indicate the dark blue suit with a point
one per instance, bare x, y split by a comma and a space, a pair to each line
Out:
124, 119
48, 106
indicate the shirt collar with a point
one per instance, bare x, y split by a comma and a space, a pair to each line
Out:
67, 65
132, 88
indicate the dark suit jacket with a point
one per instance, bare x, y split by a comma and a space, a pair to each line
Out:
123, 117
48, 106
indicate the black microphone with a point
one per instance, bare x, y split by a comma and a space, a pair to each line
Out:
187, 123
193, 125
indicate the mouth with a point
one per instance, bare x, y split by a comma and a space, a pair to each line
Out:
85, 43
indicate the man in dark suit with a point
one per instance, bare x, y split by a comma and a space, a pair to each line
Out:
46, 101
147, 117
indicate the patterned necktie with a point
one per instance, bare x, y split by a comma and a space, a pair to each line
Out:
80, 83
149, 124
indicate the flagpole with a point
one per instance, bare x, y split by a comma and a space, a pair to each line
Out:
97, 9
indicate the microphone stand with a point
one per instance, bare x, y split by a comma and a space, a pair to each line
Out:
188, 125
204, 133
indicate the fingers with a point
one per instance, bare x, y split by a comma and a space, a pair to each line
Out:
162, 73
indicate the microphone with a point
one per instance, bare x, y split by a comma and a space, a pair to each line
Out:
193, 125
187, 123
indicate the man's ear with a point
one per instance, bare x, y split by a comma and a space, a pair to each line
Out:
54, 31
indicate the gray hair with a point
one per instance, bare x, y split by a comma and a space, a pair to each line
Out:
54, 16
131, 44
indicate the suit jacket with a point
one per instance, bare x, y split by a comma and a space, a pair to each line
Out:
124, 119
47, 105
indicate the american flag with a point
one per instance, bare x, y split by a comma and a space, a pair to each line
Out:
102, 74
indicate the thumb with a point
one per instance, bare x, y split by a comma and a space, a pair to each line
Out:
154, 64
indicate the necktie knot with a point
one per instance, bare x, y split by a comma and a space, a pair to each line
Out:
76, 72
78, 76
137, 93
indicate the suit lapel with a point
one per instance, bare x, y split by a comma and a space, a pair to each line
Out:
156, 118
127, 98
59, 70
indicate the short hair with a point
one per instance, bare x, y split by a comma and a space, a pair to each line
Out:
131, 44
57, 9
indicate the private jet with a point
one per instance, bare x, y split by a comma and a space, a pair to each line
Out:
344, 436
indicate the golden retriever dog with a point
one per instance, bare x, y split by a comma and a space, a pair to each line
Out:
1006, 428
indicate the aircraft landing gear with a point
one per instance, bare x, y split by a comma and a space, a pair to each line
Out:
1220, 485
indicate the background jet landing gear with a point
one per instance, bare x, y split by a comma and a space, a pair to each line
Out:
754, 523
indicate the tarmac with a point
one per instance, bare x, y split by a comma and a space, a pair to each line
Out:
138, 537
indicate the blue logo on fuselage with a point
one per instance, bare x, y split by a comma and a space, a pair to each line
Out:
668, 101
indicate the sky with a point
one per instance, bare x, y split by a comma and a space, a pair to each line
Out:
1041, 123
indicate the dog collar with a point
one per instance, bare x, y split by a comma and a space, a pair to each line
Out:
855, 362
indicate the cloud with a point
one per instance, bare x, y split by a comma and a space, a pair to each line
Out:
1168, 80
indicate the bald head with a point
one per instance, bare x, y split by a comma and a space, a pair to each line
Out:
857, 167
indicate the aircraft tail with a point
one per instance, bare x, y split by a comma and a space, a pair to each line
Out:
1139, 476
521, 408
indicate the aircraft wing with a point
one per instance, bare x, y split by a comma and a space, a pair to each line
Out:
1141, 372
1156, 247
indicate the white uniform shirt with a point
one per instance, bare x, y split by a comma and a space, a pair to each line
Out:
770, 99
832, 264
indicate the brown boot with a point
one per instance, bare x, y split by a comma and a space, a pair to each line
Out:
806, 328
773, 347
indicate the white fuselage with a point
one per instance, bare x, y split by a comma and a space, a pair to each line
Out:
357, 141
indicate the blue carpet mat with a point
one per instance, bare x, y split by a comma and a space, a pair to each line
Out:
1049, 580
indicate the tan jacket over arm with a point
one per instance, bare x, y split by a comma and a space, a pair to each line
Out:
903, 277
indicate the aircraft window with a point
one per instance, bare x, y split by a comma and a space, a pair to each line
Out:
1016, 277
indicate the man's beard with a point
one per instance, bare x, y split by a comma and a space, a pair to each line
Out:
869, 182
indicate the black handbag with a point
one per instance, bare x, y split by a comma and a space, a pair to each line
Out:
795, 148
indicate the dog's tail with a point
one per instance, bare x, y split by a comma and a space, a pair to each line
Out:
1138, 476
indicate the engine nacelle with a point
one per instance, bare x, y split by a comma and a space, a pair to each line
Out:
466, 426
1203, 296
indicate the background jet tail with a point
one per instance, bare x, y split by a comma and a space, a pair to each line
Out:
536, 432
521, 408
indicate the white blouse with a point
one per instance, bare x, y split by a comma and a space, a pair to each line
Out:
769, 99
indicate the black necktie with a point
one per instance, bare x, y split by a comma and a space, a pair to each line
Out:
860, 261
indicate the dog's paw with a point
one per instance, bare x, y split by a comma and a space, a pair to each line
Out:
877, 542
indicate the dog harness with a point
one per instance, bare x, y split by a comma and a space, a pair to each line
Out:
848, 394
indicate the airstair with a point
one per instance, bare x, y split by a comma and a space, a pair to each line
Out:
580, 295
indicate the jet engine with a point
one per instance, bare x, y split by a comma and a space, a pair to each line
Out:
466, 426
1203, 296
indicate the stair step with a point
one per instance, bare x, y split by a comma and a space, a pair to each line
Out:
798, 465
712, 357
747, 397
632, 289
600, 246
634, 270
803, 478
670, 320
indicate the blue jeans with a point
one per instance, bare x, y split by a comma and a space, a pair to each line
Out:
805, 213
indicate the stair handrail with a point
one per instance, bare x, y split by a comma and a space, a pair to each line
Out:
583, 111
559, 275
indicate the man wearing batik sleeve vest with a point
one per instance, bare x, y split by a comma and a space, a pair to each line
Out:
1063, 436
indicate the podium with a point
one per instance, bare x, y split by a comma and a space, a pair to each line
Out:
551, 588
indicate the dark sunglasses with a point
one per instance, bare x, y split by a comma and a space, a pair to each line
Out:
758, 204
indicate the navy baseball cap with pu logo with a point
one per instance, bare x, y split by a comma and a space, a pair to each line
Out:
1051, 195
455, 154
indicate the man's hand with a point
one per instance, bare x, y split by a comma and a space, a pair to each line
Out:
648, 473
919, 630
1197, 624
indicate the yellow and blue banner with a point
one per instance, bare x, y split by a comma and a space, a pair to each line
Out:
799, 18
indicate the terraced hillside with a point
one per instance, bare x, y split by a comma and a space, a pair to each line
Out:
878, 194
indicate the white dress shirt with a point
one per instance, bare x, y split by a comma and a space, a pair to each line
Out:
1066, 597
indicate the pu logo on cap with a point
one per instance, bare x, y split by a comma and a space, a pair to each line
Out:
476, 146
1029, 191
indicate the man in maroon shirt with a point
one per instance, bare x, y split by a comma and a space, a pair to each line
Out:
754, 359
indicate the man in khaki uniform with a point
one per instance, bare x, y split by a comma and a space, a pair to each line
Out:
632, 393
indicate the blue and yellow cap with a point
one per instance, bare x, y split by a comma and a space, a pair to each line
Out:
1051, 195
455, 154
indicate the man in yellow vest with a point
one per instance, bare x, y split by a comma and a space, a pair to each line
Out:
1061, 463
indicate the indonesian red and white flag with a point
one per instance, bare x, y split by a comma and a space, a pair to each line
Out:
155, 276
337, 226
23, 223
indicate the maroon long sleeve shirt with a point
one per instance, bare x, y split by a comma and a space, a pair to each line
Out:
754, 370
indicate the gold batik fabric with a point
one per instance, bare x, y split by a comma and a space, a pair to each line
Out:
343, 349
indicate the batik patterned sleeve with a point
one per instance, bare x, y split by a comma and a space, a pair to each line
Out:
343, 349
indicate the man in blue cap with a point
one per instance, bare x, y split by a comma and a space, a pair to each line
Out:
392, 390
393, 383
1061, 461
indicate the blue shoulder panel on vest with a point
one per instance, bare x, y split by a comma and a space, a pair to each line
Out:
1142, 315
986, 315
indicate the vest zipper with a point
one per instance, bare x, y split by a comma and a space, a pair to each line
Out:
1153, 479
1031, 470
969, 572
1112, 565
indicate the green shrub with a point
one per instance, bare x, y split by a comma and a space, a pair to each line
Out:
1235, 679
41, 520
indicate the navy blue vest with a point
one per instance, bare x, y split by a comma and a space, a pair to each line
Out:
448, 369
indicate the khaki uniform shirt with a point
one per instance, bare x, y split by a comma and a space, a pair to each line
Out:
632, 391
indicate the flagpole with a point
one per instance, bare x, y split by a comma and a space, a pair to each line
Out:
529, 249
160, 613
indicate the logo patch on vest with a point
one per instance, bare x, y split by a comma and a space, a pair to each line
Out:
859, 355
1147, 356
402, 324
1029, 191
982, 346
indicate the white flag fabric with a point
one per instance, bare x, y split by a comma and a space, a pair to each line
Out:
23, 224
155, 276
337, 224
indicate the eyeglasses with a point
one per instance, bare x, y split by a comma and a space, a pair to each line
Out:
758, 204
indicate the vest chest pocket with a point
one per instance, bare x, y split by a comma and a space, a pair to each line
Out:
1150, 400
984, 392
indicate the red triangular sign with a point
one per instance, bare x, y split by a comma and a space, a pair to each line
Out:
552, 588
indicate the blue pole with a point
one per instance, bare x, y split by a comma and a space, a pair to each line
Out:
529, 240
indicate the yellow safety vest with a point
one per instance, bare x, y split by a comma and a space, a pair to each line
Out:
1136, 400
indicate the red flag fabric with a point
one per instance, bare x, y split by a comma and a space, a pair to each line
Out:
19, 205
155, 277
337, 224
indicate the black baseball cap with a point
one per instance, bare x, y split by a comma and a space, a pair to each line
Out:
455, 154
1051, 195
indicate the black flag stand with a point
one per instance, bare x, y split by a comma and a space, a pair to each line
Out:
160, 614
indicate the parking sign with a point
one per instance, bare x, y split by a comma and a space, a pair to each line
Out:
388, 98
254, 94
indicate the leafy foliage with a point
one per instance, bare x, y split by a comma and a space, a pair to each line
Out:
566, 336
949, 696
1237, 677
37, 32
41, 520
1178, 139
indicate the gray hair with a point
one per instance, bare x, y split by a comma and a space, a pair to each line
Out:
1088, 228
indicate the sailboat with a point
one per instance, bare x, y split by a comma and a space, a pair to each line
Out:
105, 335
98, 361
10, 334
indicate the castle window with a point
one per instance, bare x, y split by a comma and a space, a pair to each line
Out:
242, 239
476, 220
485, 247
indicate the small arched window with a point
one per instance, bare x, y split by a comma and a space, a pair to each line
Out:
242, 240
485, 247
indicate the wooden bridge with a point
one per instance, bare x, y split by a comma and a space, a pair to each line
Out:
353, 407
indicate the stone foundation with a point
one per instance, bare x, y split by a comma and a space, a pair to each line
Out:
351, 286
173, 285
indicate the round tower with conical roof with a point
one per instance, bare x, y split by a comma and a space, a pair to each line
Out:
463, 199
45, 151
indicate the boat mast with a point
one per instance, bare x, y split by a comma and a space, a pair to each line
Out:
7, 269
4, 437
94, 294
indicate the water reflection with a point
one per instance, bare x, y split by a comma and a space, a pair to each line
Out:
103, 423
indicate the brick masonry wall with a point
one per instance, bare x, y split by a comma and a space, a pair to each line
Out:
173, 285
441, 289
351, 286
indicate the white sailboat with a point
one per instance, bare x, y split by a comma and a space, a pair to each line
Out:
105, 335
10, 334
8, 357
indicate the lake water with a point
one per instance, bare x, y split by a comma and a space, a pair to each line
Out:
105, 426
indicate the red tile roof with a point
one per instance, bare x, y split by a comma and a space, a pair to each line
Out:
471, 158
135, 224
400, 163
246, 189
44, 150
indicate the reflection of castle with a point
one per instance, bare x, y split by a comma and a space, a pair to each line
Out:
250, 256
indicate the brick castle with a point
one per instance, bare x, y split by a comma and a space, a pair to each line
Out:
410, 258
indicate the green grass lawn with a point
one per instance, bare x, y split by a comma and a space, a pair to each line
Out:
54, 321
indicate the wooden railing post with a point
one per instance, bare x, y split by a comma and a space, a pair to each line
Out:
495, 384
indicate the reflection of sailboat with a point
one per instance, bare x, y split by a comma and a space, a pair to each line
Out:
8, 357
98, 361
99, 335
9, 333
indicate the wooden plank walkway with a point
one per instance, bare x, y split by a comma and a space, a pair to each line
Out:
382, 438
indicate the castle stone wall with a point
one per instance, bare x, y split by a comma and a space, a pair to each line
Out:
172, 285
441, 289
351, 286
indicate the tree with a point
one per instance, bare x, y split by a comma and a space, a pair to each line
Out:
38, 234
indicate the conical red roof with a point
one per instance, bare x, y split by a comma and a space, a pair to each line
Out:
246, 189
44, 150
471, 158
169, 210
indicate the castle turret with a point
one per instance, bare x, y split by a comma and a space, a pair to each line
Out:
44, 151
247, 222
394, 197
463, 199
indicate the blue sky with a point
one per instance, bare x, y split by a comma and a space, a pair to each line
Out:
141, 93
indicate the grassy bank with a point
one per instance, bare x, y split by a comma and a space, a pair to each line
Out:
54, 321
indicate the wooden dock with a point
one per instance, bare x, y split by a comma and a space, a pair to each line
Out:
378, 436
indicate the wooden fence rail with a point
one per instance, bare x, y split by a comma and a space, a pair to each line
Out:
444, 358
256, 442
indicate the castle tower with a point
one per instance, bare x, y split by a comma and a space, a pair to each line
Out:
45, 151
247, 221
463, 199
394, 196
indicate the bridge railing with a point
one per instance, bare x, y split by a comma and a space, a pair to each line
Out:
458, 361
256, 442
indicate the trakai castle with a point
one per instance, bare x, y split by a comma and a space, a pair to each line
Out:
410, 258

- [Short exercise]:
Everything from the line containing "indicate the grassy bank with a point" to the last line of the entries above should be quoted exactly, and only that.

- [Written answer]:
indicate the grassy bank with a point
one per instance, bare x, y split by a comma and a space, a pair to each line
Out:
54, 321
indicate the wooden dock with a point
one per instance, bare x, y split by a comma and a space, a pair to each line
Out:
378, 436
indicate the wooden fence rail with a point
one per instance, bare x, y split by a comma and a space, a pair to each line
Out:
444, 358
256, 442
indicate the castle tower with a point
one per instance, bare x, y split by a comma and a space, a pair to each line
Out:
45, 151
247, 221
463, 199
394, 196
indicate the bridge railing with a point
one per instance, bare x, y split by a comma and a space, a pair to each line
Out:
458, 361
256, 442
indicate the trakai castle with a point
one per instance, bare x, y split by a comma and a space, a pair to each line
Out:
410, 258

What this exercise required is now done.